EXPLORE O MATERIAL ▸
**A)** No texto sobre o isolamento na pandemia, qual órgão liberou a telemedicina em caráter excepcional?
**B)** Devolva, do texto sobre o isolamento na pandemia, tudo o que vai de "O distanciamento social" até "deixados de lado.".

TEXTO EXIBIDO ▸
* * * *
O distanciamento social e isolamento pessoal afeta a todos. Não obstante, maior atenção deve ser dada às pessoas que necessitam de apoio para os cuidados do dia a dia, mormente as pessoas com deficiência e os idosos, inclusive, muitos desses integram o grupo de risco.
Nesse sentido, a Organização das Nações Unidas, em 17/03/2020 lançou um alerta mundial sobre o abandono dessas pessoas durante a crise instaurada8 . Neste ponto, ressalte-se a liberação, em caráter excepcional e enquanto durar a pandemia do COVID-19, da telemedicina9 pelo Conselho Federal de Medicina – CFM. Tal procedimento tem como um dos – mas não único – principais beneficiários, pessoas com deficiência e pessoas enquadradas no grupo de risco – como idosos – já que reduz drasticamente o risco de contágio e permite que tais indivíduos não sejam deixados de lado.
A Constituição Federal impõe ser dever do Estado, da sociedade e da família o cuidado com essas pessoas. Dessa forma, imperioso se faz que o Estado tome medidas sociais de proteção para garantir o fornecimento de todo suporte necessário durante esta crise.
* * * *
DADOS DA FONTE ▸
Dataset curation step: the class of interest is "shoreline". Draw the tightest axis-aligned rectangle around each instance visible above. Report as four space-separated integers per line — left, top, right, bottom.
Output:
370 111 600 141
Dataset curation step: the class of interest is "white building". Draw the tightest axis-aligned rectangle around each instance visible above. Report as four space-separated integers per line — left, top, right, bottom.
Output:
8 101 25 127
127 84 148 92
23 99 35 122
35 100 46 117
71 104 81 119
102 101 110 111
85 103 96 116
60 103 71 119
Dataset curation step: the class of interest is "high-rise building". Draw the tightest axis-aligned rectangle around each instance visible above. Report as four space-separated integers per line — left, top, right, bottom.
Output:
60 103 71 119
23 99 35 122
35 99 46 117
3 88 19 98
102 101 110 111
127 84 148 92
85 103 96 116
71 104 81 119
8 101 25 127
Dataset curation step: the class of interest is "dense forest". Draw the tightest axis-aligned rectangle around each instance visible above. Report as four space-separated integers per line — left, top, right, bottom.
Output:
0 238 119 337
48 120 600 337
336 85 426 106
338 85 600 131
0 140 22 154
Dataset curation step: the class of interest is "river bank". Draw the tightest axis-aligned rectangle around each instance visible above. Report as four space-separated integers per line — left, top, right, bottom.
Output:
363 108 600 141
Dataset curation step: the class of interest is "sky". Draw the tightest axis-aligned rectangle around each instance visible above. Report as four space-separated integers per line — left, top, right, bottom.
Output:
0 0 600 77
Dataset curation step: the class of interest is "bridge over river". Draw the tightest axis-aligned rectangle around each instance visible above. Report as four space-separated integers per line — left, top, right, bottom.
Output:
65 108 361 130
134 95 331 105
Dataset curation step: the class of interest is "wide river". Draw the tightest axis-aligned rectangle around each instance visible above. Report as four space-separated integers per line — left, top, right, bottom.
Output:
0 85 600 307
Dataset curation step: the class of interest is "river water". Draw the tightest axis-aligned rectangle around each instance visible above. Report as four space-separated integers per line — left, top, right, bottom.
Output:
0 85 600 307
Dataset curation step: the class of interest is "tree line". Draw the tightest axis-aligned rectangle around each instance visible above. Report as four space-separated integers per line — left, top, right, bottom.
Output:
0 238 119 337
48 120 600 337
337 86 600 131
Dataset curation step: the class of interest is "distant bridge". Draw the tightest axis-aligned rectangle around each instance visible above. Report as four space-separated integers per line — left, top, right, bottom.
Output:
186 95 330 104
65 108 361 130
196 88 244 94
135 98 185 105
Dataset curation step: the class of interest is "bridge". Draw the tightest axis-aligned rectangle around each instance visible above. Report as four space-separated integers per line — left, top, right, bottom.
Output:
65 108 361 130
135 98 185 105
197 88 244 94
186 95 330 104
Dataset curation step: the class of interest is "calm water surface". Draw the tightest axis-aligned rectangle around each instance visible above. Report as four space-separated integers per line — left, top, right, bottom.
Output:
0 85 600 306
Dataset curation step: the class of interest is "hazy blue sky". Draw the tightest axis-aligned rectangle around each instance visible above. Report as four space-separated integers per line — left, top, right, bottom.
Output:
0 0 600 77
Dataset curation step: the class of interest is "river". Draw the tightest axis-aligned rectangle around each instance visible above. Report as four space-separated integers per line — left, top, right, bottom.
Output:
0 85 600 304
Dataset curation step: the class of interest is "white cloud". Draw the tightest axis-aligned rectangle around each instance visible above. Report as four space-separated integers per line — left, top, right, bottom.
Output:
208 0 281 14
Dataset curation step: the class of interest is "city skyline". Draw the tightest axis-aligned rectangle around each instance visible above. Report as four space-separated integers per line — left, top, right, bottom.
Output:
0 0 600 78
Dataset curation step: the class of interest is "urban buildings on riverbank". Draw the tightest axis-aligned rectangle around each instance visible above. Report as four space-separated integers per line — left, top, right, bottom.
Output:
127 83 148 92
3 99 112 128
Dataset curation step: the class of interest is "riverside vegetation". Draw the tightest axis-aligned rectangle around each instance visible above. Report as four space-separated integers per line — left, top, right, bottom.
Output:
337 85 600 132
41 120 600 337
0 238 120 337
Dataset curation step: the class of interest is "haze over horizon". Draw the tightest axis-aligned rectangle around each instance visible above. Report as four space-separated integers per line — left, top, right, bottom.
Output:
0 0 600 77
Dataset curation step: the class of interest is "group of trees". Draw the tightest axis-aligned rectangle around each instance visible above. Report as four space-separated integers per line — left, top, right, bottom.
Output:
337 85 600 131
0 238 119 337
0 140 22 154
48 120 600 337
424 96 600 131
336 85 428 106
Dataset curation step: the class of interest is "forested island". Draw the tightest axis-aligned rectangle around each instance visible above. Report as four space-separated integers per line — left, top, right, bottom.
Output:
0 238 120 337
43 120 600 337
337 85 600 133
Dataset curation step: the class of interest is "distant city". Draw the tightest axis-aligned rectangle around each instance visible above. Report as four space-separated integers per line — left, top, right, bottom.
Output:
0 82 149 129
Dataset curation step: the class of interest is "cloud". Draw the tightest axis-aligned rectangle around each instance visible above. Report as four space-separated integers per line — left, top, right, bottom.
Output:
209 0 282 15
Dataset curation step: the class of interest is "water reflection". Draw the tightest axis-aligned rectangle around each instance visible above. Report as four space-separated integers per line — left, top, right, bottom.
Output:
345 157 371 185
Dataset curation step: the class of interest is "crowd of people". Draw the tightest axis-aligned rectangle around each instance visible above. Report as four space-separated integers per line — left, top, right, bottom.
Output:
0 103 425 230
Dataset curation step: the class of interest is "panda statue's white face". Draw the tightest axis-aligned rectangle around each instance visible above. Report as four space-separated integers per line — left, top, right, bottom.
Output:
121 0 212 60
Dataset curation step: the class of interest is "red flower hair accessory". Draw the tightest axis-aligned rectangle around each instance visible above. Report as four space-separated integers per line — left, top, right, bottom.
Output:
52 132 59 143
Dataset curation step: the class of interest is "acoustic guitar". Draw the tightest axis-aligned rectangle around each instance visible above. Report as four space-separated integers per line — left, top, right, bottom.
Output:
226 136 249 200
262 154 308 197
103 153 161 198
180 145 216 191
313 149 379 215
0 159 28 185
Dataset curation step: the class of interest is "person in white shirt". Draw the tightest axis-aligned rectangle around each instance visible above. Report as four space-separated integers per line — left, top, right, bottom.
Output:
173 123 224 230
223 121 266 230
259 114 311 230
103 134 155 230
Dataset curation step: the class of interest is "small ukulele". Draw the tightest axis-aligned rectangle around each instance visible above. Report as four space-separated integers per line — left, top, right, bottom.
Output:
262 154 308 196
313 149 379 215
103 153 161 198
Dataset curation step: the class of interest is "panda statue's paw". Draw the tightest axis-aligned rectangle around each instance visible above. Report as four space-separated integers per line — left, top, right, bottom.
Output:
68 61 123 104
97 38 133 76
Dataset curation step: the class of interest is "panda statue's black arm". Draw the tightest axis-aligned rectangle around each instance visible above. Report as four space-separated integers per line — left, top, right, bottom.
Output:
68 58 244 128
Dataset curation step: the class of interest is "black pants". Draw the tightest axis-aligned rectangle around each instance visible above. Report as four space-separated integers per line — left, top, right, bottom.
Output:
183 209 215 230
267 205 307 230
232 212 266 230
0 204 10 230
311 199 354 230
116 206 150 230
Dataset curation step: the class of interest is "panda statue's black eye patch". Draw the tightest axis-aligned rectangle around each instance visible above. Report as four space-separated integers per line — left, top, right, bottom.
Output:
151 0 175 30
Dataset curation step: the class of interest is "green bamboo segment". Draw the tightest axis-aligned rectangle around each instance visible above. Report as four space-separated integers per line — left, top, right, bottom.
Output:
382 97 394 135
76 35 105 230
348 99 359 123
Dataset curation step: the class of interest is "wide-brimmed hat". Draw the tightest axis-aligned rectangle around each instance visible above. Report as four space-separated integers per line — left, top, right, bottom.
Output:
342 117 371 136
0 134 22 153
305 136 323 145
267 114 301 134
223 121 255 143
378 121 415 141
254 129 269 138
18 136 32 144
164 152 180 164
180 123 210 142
* * * *
RESULTADOS DAS TAREFAS ▸
**A)** O Conselho Federal de Medicina (CFM).

**B)**
O distanciamento social e isolamento pessoal afeta a todos. Não obstante, maior atenção deve ser dada às pessoas que necessitam de apoio para os cuidados do dia a dia, mormente as pessoas com deficiência e os idosos, inclusive, muitos desses integram o grupo de risco.
Nesse sentido, a Organização das Nações Unidas, em 17/03/2020 lançou um alerta mundial sobre o abandono dessas pessoas durante a crise instaurada8 . Neste ponto, ressalte-se a liberação, em caráter excepcional e enquanto durar a pandemia do COVID-19, da telemedicina9 pelo Conselho Federal de Medicina – CFM. Tal procedimento tem como um dos – mas não único – principais beneficiários, pessoas com deficiência e pessoas enquadradas no grupo de risco – como idosos – já que reduz drasticamente o risco de contágio e permite que tais indivíduos não sejam deixados de lado.